Food & DrinkLifestyle

A welcome surprise at The Abbey Arms

BY BILL LACY

With some time to kill before my train, I pop into the new-look Abbey Arms, next to Abbey Wood railway station.

Years ago this pub was a boundary between London and Kent.

Punters used to leave the nearby Harrow Inn at 10.30pm and rush to the Abbey Arms for last orders at 11.30pm, as London and Kent had different closing times.

The Harrow Inn is long gone, and the Abbey Arms is the only one for a couple of miles. I hadn’t been in here for years.

Back then, it was a fearsome pub, where you were more likely to find a fight than a good pint. But everything has changed in Abbey Wood.

A forgotten housing estate in South-east London, the whole area around the station has been redeveloped to serve the coming of Crossrail.

Soon, you will be in central London in 20 minutes. Abbey Wood is on the map.

The pub has changed too. In fact, I struggle to think of a pub I’ve been to that has undergone such a night-and-day transformation.

---*---

→ **Stated problem a**
Show every line of the listing that contains the string "road", treating uppercase and lowercase as different.
The pub review and the listing are unrelated to each other.

→ **Position identification listing**
---*---

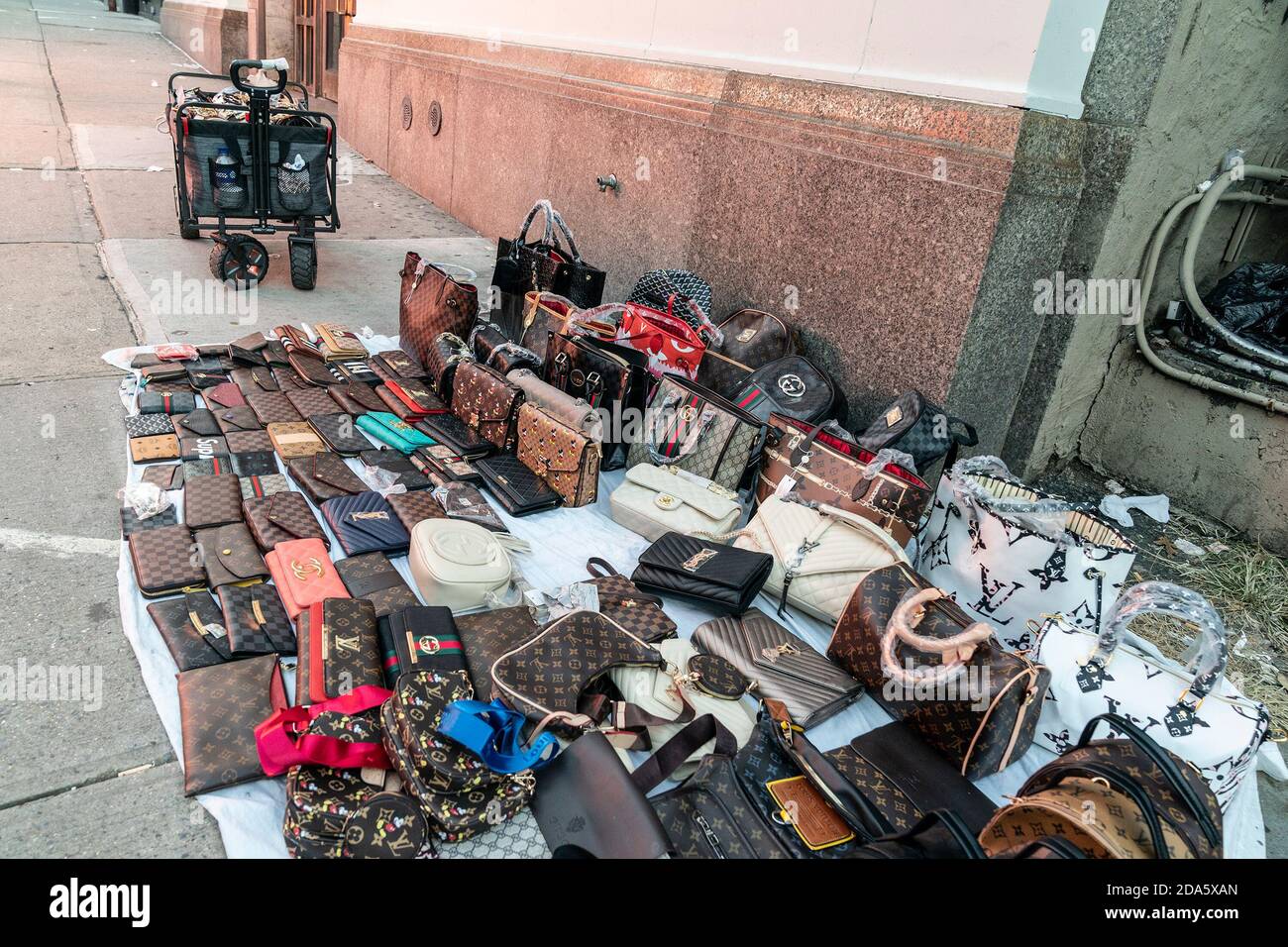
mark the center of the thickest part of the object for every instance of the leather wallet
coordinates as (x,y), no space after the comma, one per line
(132,523)
(210,500)
(149,425)
(163,475)
(412,508)
(202,447)
(357,398)
(515,487)
(200,423)
(165,402)
(227,394)
(279,518)
(454,433)
(271,407)
(237,419)
(303,574)
(339,432)
(254,463)
(192,630)
(717,575)
(344,647)
(205,468)
(294,440)
(365,523)
(398,466)
(230,554)
(165,561)
(312,401)
(158,447)
(424,638)
(325,475)
(784,667)
(257,486)
(256,620)
(588,805)
(373,578)
(220,707)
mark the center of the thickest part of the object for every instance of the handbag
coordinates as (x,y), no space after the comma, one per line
(1010,554)
(656,500)
(820,467)
(750,339)
(698,431)
(430,303)
(523,266)
(791,386)
(725,578)
(819,556)
(945,676)
(458,565)
(918,428)
(566,459)
(1125,797)
(1192,710)
(782,667)
(485,402)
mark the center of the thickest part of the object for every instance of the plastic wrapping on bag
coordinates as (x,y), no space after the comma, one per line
(145,499)
(1252,302)
(1047,517)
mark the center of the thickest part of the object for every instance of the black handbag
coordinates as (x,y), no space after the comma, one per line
(793,386)
(522,266)
(726,578)
(919,428)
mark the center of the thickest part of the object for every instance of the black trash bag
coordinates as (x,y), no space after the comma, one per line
(1252,302)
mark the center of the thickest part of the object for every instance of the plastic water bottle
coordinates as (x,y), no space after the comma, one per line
(226,170)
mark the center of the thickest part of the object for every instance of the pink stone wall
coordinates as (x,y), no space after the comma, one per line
(872,210)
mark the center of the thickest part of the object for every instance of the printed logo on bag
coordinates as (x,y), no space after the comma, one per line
(695,562)
(307,570)
(73,899)
(791,385)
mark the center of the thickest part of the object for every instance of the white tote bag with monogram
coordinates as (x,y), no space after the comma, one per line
(1010,554)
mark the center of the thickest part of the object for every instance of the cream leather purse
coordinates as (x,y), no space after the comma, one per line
(656,500)
(819,554)
(456,564)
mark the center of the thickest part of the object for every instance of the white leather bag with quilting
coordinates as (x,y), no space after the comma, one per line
(820,554)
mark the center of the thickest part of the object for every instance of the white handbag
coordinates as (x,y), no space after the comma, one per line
(1190,710)
(819,554)
(1010,554)
(656,500)
(657,692)
(456,564)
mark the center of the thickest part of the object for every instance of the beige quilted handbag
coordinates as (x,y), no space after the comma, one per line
(819,554)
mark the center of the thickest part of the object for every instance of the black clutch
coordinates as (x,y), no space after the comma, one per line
(722,577)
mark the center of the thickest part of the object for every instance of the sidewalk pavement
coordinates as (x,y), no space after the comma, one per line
(90,260)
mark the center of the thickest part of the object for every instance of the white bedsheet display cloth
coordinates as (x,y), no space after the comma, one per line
(250,815)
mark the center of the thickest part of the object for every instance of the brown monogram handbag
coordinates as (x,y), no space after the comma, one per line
(563,458)
(429,304)
(484,401)
(928,665)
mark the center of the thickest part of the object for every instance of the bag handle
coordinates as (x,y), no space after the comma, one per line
(954,650)
(493,732)
(282,740)
(1177,602)
(1160,759)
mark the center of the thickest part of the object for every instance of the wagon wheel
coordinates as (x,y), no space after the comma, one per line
(239,260)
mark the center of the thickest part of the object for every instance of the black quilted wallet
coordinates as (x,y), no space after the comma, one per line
(717,575)
(515,487)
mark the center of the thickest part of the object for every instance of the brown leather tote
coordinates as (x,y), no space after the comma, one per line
(430,303)
(945,676)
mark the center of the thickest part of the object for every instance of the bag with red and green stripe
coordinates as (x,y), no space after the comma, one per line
(695,429)
(793,386)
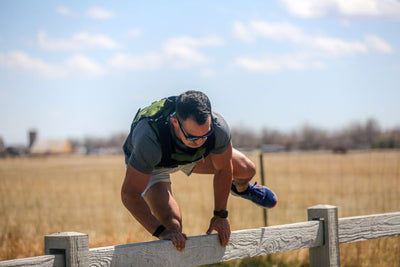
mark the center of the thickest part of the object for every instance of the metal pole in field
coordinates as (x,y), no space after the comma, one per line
(265,215)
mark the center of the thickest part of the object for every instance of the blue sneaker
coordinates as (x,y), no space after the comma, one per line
(260,195)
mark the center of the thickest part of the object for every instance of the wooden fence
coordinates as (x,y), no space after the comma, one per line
(322,234)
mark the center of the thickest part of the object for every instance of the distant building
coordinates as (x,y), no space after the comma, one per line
(272,148)
(2,148)
(47,146)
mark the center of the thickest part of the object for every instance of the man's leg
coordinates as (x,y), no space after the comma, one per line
(243,169)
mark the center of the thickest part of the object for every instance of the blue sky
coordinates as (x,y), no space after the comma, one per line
(83,68)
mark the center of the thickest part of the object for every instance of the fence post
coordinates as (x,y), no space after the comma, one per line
(328,254)
(74,246)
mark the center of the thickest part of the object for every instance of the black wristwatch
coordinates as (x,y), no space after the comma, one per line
(221,214)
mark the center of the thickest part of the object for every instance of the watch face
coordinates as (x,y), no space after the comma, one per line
(221,213)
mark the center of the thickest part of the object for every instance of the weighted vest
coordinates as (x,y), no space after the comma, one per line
(158,115)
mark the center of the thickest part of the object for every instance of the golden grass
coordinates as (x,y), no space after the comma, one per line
(41,196)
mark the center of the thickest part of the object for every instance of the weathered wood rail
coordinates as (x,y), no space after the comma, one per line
(322,234)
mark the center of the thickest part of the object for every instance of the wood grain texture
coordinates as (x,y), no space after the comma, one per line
(206,249)
(328,254)
(41,261)
(361,228)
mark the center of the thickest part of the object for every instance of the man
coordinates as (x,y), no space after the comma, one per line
(183,133)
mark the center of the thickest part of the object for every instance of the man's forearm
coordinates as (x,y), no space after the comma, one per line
(141,211)
(222,187)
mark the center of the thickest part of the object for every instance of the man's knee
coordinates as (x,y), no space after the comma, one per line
(243,167)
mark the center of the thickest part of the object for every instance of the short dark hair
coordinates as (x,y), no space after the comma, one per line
(193,104)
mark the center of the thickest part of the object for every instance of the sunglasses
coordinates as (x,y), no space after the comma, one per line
(192,137)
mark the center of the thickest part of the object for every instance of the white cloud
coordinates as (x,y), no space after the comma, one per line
(77,64)
(376,43)
(276,63)
(321,8)
(83,64)
(180,52)
(64,11)
(208,73)
(99,13)
(285,32)
(22,61)
(135,33)
(147,61)
(78,41)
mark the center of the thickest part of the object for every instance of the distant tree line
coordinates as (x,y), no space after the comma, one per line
(356,135)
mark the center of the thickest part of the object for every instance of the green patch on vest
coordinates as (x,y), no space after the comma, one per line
(181,156)
(155,111)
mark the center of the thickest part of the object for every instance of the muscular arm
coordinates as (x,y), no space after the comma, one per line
(222,178)
(134,184)
(222,184)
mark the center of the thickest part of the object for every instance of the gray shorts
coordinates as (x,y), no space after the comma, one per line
(162,175)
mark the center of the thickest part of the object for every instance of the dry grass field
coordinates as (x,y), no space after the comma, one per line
(41,196)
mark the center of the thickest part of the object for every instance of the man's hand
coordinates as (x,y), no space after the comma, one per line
(178,238)
(222,227)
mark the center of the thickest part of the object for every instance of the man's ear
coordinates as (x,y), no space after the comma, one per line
(174,121)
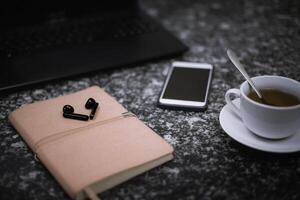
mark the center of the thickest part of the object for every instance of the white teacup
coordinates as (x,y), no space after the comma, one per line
(271,122)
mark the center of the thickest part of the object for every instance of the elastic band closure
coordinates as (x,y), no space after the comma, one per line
(90,193)
(62,134)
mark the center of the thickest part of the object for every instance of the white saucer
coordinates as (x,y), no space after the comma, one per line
(235,128)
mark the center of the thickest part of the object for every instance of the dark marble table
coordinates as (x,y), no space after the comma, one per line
(208,164)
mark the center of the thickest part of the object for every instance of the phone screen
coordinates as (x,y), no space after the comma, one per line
(188,84)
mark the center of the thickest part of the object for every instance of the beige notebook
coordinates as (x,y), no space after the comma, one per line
(88,157)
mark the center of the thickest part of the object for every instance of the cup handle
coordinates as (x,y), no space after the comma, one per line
(233,92)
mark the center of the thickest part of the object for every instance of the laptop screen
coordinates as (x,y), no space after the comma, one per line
(18,12)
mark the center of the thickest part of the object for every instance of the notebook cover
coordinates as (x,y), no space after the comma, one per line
(87,155)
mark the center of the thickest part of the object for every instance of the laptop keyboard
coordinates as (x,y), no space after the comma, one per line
(66,33)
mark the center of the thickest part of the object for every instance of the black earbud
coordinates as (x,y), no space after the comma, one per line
(68,112)
(92,104)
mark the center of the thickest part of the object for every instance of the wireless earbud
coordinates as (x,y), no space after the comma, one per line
(91,104)
(68,112)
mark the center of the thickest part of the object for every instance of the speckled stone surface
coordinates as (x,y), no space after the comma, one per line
(208,164)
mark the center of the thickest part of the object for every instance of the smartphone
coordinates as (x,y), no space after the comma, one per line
(187,86)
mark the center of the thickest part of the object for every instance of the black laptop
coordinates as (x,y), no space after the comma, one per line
(49,40)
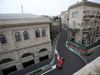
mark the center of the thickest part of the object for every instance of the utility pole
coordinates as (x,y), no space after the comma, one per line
(22,8)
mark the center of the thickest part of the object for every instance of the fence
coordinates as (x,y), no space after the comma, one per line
(32,67)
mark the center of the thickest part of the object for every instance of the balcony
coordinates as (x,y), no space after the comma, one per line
(89,16)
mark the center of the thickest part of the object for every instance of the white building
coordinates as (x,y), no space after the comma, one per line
(24,40)
(85,16)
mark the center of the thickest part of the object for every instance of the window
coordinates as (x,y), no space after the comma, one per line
(43,58)
(43,32)
(3,39)
(37,33)
(26,35)
(72,15)
(26,55)
(43,50)
(87,12)
(6,60)
(18,36)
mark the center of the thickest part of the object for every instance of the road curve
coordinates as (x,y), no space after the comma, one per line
(72,61)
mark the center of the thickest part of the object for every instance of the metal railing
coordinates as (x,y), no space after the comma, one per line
(31,67)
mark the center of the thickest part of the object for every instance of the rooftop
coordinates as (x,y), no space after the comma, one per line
(85,3)
(18,16)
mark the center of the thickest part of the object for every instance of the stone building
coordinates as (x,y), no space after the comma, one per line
(85,16)
(24,40)
(65,18)
(56,25)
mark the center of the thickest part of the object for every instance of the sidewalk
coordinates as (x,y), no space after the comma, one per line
(93,46)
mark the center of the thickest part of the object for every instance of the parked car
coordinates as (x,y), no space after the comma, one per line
(60,62)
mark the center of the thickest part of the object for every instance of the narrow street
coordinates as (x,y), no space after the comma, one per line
(72,61)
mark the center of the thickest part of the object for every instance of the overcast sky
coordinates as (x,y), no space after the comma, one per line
(37,7)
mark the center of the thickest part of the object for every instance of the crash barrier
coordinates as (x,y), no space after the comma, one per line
(93,45)
(32,68)
(77,48)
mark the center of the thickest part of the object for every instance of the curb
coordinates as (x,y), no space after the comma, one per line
(94,48)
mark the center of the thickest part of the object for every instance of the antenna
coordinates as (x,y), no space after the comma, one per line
(22,8)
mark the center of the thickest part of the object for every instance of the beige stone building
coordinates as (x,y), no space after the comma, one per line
(24,40)
(56,25)
(85,16)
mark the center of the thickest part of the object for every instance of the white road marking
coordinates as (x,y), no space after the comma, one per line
(53,67)
(78,55)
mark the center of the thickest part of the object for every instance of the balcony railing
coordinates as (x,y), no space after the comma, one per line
(89,16)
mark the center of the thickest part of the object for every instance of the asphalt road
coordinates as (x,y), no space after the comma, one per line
(96,53)
(72,61)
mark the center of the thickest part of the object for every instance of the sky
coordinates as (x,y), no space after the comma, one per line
(37,7)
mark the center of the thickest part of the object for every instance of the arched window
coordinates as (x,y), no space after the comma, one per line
(26,55)
(18,36)
(26,35)
(3,39)
(43,50)
(6,60)
(37,33)
(43,32)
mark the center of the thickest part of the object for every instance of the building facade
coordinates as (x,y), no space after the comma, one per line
(84,16)
(65,18)
(24,40)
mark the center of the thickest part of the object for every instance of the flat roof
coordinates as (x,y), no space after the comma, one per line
(18,16)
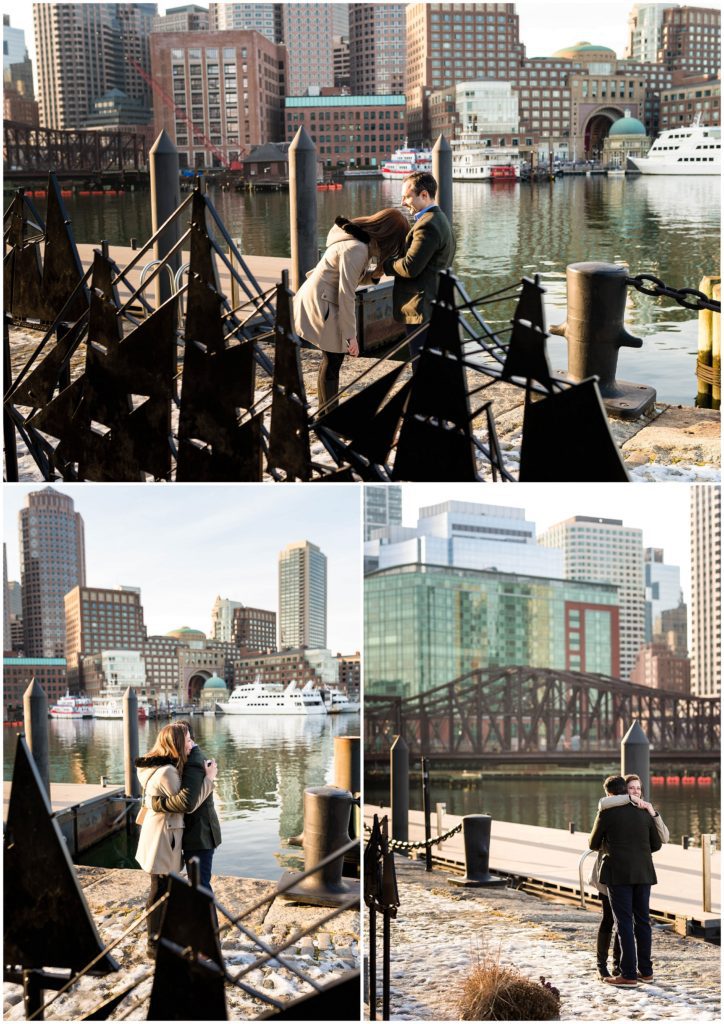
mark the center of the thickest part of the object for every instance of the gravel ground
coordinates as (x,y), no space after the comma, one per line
(441,932)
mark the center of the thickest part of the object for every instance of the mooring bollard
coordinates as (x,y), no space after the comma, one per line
(302,206)
(442,173)
(399,788)
(476,835)
(165,198)
(326,829)
(635,757)
(130,742)
(35,711)
(594,332)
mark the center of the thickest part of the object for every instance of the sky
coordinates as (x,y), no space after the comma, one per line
(661,510)
(545,27)
(186,544)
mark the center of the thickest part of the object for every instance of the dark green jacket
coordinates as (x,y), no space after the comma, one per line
(429,248)
(629,838)
(201,829)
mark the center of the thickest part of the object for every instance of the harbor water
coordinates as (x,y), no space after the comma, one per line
(668,226)
(265,763)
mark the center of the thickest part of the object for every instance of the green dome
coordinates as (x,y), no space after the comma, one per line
(627,126)
(215,683)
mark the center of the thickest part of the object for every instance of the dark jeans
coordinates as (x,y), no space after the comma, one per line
(159,886)
(603,940)
(630,906)
(328,378)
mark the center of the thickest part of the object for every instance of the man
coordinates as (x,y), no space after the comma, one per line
(202,833)
(629,838)
(429,248)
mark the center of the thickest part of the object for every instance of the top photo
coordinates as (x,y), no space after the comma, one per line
(363,242)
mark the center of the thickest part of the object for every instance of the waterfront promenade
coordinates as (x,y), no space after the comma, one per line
(441,932)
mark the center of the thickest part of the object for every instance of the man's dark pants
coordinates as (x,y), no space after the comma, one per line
(630,906)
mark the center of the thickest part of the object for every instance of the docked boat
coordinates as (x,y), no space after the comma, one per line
(338,702)
(73,706)
(473,161)
(696,150)
(272,698)
(406,162)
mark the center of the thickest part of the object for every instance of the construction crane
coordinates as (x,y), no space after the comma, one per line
(179,112)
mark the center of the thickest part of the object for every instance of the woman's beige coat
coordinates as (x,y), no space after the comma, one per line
(324,306)
(160,843)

---*---

→ **Stated problem b**
Summarize the pub review in two sentences.

→ **Right answer a**
mark the center of the thickest part of the object for every instance of the road curve
mark the center of the thickest part of the object for every instance of the white road marking
mark the center of the thickest part of the object for every instance of the asphalt road

→ **Right answer b**
The Abbey Arms, next to Abbey Wood railway station, once stood on the boundary between London and Kent, and drinkers rushed there from the nearby Harrow Inn for later last orders because the two had different closing times. Once a fearsome pub, it has undergone a night-and-day transformation, while the area around the station has been redeveloped for the coming of Crossrail.